任务要求: 把下面所有行逐字照抄一遍。

待处理数据:
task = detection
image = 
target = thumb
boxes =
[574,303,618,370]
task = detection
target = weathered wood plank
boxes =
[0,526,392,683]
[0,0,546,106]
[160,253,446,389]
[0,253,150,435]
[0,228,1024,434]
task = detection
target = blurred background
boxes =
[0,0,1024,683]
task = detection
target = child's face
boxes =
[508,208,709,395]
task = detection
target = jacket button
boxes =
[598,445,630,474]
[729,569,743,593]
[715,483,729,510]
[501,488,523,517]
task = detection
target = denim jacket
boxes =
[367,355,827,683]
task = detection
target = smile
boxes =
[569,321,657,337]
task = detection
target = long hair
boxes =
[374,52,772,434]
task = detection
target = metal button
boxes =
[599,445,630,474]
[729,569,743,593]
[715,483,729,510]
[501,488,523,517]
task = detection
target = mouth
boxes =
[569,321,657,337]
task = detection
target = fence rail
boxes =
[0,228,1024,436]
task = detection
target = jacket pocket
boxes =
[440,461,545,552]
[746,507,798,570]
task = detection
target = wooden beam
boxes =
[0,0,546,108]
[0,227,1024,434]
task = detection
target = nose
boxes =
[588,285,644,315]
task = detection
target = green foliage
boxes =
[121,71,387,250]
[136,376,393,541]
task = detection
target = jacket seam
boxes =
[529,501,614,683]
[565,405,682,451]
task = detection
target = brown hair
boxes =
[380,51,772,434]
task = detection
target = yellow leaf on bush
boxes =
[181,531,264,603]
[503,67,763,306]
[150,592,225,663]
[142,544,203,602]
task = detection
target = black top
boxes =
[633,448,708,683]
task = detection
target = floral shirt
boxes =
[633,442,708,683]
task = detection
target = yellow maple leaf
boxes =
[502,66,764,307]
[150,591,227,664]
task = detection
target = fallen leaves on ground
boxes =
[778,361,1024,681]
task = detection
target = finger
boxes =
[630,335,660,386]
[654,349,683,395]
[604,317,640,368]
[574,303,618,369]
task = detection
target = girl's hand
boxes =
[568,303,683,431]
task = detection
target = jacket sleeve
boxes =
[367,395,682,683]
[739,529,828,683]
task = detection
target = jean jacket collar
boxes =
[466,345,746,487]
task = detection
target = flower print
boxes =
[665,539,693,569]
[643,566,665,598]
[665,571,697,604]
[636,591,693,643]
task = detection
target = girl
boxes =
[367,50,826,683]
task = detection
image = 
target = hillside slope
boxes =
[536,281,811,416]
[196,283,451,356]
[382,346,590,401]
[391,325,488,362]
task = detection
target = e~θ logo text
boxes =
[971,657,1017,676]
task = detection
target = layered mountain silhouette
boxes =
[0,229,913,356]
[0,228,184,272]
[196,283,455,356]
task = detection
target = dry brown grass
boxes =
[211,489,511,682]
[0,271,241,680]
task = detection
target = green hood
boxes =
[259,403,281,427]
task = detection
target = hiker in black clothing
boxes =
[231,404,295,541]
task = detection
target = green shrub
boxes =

解答:
task = detection
image = 
target = thumb
boxes =
[574,303,618,370]
task = detection
target = weathered wood plank
boxes =
[0,526,392,683]
[0,0,546,106]
[160,253,446,389]
[0,253,150,435]
[0,228,1024,434]
task = detection
target = blurred background
boxes =
[0,0,1024,683]
task = detection
target = child's face
boxes =
[508,208,709,395]
task = detection
target = jacket button
boxes =
[598,445,630,474]
[729,569,743,593]
[715,483,729,510]
[501,488,523,517]
task = detection
target = denim jacket
boxes =
[367,355,827,683]
task = detection
target = smile
boxes =
[569,321,657,337]
task = detection
target = long hair
boxes =
[374,52,772,434]
task = detection
target = metal button
boxes =
[599,445,630,474]
[729,569,743,593]
[715,483,729,510]
[501,488,523,517]
task = detection
target = mouth
boxes =
[569,321,657,337]
task = detection
target = fence rail
boxes =
[0,228,1024,436]
task = detection
target = jacket pocket
boxes =
[440,461,545,552]
[746,507,798,570]
task = detection
target = wooden beam
boxes =
[0,0,546,108]
[0,227,1024,434]
task = detection
target = nose
boxes =
[588,285,644,315]
task = detection
target = green foliage
boxes =
[121,71,387,250]
[136,376,393,541]
task = detection
target = jacket seam
boxes =
[529,501,614,683]
[565,405,682,451]
task = detection
target = brown hair
boxes =
[380,51,772,434]
task = detection
target = yellow leaf on bush
boxes =
[181,531,264,603]
[503,67,763,306]
[150,592,225,663]
[142,544,203,602]
task = detection
target = black top
boxes =
[633,448,708,683]
task = detection
target = floral shirt
boxes =
[633,442,708,683]
task = detection
target = yellow maple leaf
boxes =
[502,66,764,307]
[150,591,227,664]
task = detection
target = fallen leaves on ground
boxes =
[778,361,1024,681]
task = detection
target = finger
boxes =
[630,335,660,386]
[654,349,683,395]
[604,317,640,368]
[574,303,618,369]
task = detection
target = girl's hand
boxes =
[568,303,683,431]
task = detection
target = jacket sleeve
boxes =
[367,395,682,683]
[739,529,828,683]
task = detection
target = jean jacket collar
boxes =
[466,345,746,487]
task = detection
target = flower print
boxes =
[665,539,693,569]
[643,566,665,598]
[665,571,697,604]
[636,591,693,643]
task = detection
target = girl
boxes =
[367,50,826,683]
task = detection
image = 
target = hillside slope
boxes =
[536,281,811,416]
[196,283,451,356]
[382,346,590,401]
[391,325,488,362]
task = detection
target = e~θ logo text
boxes =
[971,657,1017,676]
task = detection
target = layered mountain silhouette
boxes =
[0,229,913,356]
[0,228,184,272]
[196,283,455,356]
task = detection
target = dry brown grass
boxes =
[211,489,511,682]
[0,271,241,680]
task = detection
target = green hood
boxes =
[259,403,281,427]
task = detection
target = hiker in black clothing
boxes =
[231,404,295,541]
task = detection
target = green shrub
boxes =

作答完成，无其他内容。